EXERCISE OBJECTIVE: Without any pictures, the records below should be reproduced exactly.

[Saved entries]

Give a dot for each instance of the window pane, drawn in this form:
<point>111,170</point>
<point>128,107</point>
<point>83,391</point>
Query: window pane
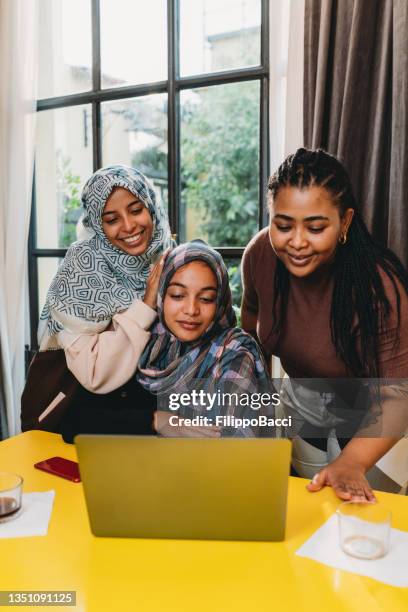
<point>234,273</point>
<point>47,268</point>
<point>219,35</point>
<point>134,133</point>
<point>133,42</point>
<point>62,165</point>
<point>65,53</point>
<point>220,163</point>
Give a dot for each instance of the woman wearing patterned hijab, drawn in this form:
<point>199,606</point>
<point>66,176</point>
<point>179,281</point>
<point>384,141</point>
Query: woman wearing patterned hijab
<point>101,302</point>
<point>195,343</point>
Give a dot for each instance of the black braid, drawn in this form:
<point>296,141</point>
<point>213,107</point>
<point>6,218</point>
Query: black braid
<point>358,293</point>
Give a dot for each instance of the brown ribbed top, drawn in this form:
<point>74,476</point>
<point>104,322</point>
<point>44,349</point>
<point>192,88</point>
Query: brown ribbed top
<point>305,346</point>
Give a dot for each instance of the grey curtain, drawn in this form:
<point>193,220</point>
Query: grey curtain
<point>355,103</point>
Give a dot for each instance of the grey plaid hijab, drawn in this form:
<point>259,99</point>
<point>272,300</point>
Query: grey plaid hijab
<point>96,279</point>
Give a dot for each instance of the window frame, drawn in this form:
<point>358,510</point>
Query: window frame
<point>172,87</point>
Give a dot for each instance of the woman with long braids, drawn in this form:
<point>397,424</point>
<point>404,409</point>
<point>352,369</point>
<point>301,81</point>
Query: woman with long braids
<point>332,303</point>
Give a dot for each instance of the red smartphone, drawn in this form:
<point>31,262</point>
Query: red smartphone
<point>60,467</point>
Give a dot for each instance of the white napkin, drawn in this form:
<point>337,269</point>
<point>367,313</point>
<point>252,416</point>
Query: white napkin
<point>33,518</point>
<point>324,546</point>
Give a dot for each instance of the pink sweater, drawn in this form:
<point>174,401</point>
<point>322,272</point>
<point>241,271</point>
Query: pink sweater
<point>103,356</point>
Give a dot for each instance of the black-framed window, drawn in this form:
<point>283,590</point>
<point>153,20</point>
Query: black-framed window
<point>178,88</point>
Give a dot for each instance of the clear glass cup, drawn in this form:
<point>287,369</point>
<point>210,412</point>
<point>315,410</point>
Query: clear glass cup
<point>11,486</point>
<point>364,529</point>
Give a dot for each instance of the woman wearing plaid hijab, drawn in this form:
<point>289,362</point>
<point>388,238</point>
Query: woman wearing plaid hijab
<point>196,342</point>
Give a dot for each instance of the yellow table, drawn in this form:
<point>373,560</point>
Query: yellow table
<point>172,575</point>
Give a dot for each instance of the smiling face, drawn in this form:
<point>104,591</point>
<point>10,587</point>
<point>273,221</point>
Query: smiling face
<point>189,305</point>
<point>305,228</point>
<point>126,222</point>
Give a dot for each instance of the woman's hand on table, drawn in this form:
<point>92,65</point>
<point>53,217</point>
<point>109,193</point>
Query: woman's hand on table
<point>152,286</point>
<point>346,479</point>
<point>161,424</point>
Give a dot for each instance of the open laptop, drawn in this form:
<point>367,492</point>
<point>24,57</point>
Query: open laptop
<point>194,488</point>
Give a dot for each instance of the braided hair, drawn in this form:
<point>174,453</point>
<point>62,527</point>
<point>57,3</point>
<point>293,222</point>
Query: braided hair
<point>358,292</point>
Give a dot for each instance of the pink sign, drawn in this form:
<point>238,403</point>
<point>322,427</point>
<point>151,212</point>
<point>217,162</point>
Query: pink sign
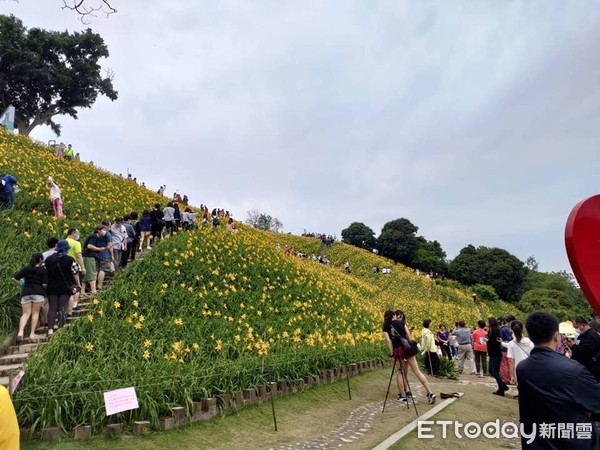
<point>120,400</point>
<point>17,380</point>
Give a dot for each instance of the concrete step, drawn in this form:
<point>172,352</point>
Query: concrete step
<point>5,369</point>
<point>15,358</point>
<point>28,348</point>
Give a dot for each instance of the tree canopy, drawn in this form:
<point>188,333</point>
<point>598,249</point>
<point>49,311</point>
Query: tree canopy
<point>429,256</point>
<point>359,235</point>
<point>398,241</point>
<point>45,74</point>
<point>493,266</point>
<point>264,221</point>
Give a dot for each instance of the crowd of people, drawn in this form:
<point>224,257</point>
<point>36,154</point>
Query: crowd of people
<point>558,377</point>
<point>54,281</point>
<point>327,239</point>
<point>66,152</point>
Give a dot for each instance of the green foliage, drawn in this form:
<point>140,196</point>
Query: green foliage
<point>398,241</point>
<point>48,73</point>
<point>493,266</point>
<point>359,235</point>
<point>559,303</point>
<point>264,221</point>
<point>558,291</point>
<point>485,293</point>
<point>430,256</point>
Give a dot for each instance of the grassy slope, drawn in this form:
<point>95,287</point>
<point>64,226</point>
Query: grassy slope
<point>315,413</point>
<point>205,313</point>
<point>90,196</point>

FINAL ANSWER:
Give a dot for each instance of the window pane, drawn in this form:
<point>111,170</point>
<point>128,107</point>
<point>83,391</point>
Query: window pane
<point>234,273</point>
<point>47,268</point>
<point>219,35</point>
<point>134,133</point>
<point>133,42</point>
<point>62,165</point>
<point>65,53</point>
<point>220,163</point>
Give a dot for each instance of the woman wearing patterned hijab, drawn in this form:
<point>199,606</point>
<point>66,176</point>
<point>179,281</point>
<point>384,141</point>
Query: woman wearing patterned hijab
<point>101,302</point>
<point>195,343</point>
Give a dot for each instance of the black braid, drawn in this form:
<point>296,141</point>
<point>213,107</point>
<point>6,218</point>
Query: black braid
<point>358,293</point>
Give a dot for each instance of the brown ribbed top, drawn in this form:
<point>74,476</point>
<point>104,322</point>
<point>44,349</point>
<point>192,88</point>
Query: brown ribbed top
<point>305,346</point>
Give a dot for each instance of the grey curtain, drawn in this form:
<point>193,220</point>
Query: grey curtain
<point>355,103</point>
Give a dot for each instance of the grey plaid hijab, drawn in this form:
<point>259,99</point>
<point>272,300</point>
Query: grey plaid hijab
<point>96,279</point>
Give a dot for each instance of the window frame, drawn in this form:
<point>358,510</point>
Query: window frame
<point>172,87</point>
Give a dot for each instance of the woman with long braids, drawn in this form:
<point>397,424</point>
<point>404,409</point>
<point>352,369</point>
<point>301,81</point>
Query: woman with long braids
<point>332,303</point>
Give a dot for each instance of the red smartphone, drawn in this form:
<point>31,262</point>
Query: red smartphone
<point>60,467</point>
Give a dot for each instance of the white napkin, drawn in this form:
<point>337,269</point>
<point>367,313</point>
<point>252,416</point>
Query: white napkin
<point>33,518</point>
<point>324,546</point>
Give a dot for each instance of the pink sweater, drawn in this form:
<point>174,401</point>
<point>322,272</point>
<point>241,271</point>
Query: pink sweater
<point>103,356</point>
Give a dot for each instance of the black-framed window, drawn in this form:
<point>283,590</point>
<point>153,20</point>
Query: black-framed window
<point>178,88</point>
Give a dot for each instance of the clear glass cup, drawn in this form:
<point>287,369</point>
<point>210,412</point>
<point>315,410</point>
Query: clear glass cup
<point>11,486</point>
<point>364,529</point>
Give a dot for each instance of the woman wearing plaid hijab, drawn in this form:
<point>289,362</point>
<point>388,238</point>
Query: woman wearing plaid hijab
<point>196,342</point>
Give a dot for each instance of the yellow table, drawn in this form:
<point>373,560</point>
Query: yellow table
<point>172,575</point>
Give a dot for each instance of the smiling face, drawn in this form:
<point>104,591</point>
<point>10,587</point>
<point>273,221</point>
Query: smiling face
<point>189,305</point>
<point>305,228</point>
<point>126,222</point>
Give a dot for each instance of the woman's hand on table, drawn in this form:
<point>92,65</point>
<point>53,217</point>
<point>109,193</point>
Query: woman's hand on table
<point>152,286</point>
<point>346,479</point>
<point>161,424</point>
Give a dot for each instance of the open laptop, drawn in this form:
<point>367,492</point>
<point>24,57</point>
Query: open laptop
<point>194,488</point>
Give a dot for each instance of the braided hair, drawn in this form:
<point>174,453</point>
<point>62,527</point>
<point>57,3</point>
<point>293,222</point>
Query: braided hair
<point>358,292</point>
Give a dot for each instance of the pink sign, drawn in this form:
<point>238,403</point>
<point>322,427</point>
<point>151,212</point>
<point>217,162</point>
Query: pink sign
<point>120,400</point>
<point>17,380</point>
Give a dot for each instance of the concrete step, drawn in this form:
<point>172,352</point>
Query: concrete step
<point>5,369</point>
<point>15,358</point>
<point>28,348</point>
Give a dot for each instance of the tree canopy, drawn in this form:
<point>188,333</point>
<point>598,249</point>
<point>49,311</point>
Query: tree canopy
<point>429,256</point>
<point>359,235</point>
<point>398,241</point>
<point>45,74</point>
<point>493,266</point>
<point>264,221</point>
Give a dot for each instance of the crowd of people, drawn in this form:
<point>224,257</point>
<point>36,154</point>
Query: crowd of people
<point>558,377</point>
<point>54,281</point>
<point>327,239</point>
<point>66,152</point>
Give a dot for each instance of the green foliage, drawn in this form:
<point>140,196</point>
Query: green foliage
<point>398,241</point>
<point>48,73</point>
<point>493,266</point>
<point>359,235</point>
<point>559,303</point>
<point>264,221</point>
<point>558,291</point>
<point>485,293</point>
<point>430,256</point>
Give a dot for each instance of the grassy slope, drawn in this form:
<point>95,287</point>
<point>64,226</point>
Query: grassy slope
<point>315,413</point>
<point>205,313</point>
<point>90,196</point>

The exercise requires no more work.